→ Source document
At 11:08 02/06/04 -0700, Tim Bray wrote:

In section 5.1 "Character Sets and Encodings"

=========================================

The last para "recommends, for simplicity, that only UTF-8 be allowed." New news: as of yesterday, the W3C TAG disagreed with a (clearly related) recommendation in the W3C Charmod draft that a single encoding be used. See http://lists.w3.org/Archives/Public/www-tag/2002Jun/0020.html on this.

I still have to look at the above mail in detail, and I can obviously not speak for the I18N WG here, but I would just like to note that the Character Model, and that recommendation in particular, is not only addressed at XML, but any other (potential) formats, too.


In particular, since protocols are going to be read by an XML processor, and since an XML processor is going to have to be able to read UTF-8 and UTF-16, the requirement to handle only one of these two actually imposes extra work - and it's actually hard to see where in the protocol chain you'd efficiently do that work. Presumably the easy way to design a protocol is to feed the bits on the wire to an XML processor and deal with it through SAX or DOM or CLR or some such; are you going to put a filter in front of the processor to check the char encoding? Or are you going to ask the processor what encoding it was in so that you can toss it (after it's been successfully parsed) because you don't like the encding?

Checking that the first two bytes in the input stream are not FFFE or FEFF to reject UTF-16 can obviously be done very efficiently, in various places. Checking that the input is in UTF-8 is a bit more difficult, but a very simple finite state machine does the job. Another alternative is to use an open-source parser and just very slightly hack it so that you can ask it for the encoding that came in. And you don't have to do that after parsing everything, you can do that at the very start.

→ Source data

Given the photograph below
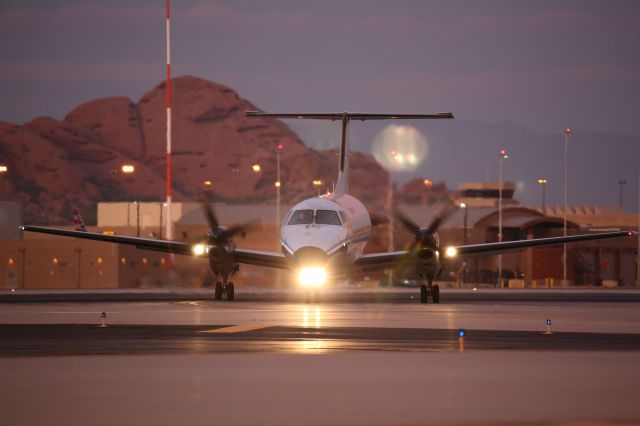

→ What this exercise asks
a) In the email about character encodings, which first two bytes in an input stream would be checked to reject UTF-16?
b) List every interface or framework the email about character encodings names as a way to deal with input fed to an XML processor.
c) Write the next part of the email about character encodings, picking up after its final sentence.

→ Responses for each task
a) FFFE or FEFF.

b) SAX, DOM, CLR

c)
Even so, while you have a point with respect to parsing, there are
other aspects that are important:

- The IETF has a clear preference for UTF-8 over UTF-16. UTF-8 is
  core to RFC 2277, and is a draft standard (and on it's way to
  an IETF standard). UTF-16 is only an informational RFC.

- In many cases, people want to do other things than just parse
  the XML. Using telnet to do debugging,... The chances that this
  works with UTF-8 are much higher than for UTF-16.

- There are some places where XML could be used where ASCII-compatibility
  is crucial. Imagine using a small piece of XML in an http-like header.

- While XML is quite clear about how it addresses endianness problems,
  they may still raise their ugly head somewhere. (In particular, you
  cannot look at the middle of an ongoing stream of bytes and know
  what's going on, something which may sometimes be necessary.)

- During the creation of XML, originally only UTF-8 was required.
  But then there was very strong pressure to also include UTF-16.
  To the extent I'm aware of, there is now considerably less
  such pressure, if there is indeed still any.


This seems like a really egregious violation of "being liberal in what you accept".

Well, 'being liberal in what you accept' could be interpreted much more liberally, e.g. accept all kinds of encodings. And given that for most parsers, it's as difficult (or easy) to instruct them to take only UTF-8 as it is to instruct them to take exactly UTF-8 and UTF-16, that may be where your argument is heading. But it's very clear that this doesn't contribute to interoperability, which is the final goal. If everybody sends UTF-8, that goal is met. 'be liberal in what you accept' is not really XML's motto either, for very good reasons.

While you have mostly looked at the receiving end, do you think
there any major reason that 'only UTF-8' would put any significant
burdens on the sending side?


Note that popular XML parsers, e.g. expat, give the programmer UTF-8 anyhow regardless of how the input showed up.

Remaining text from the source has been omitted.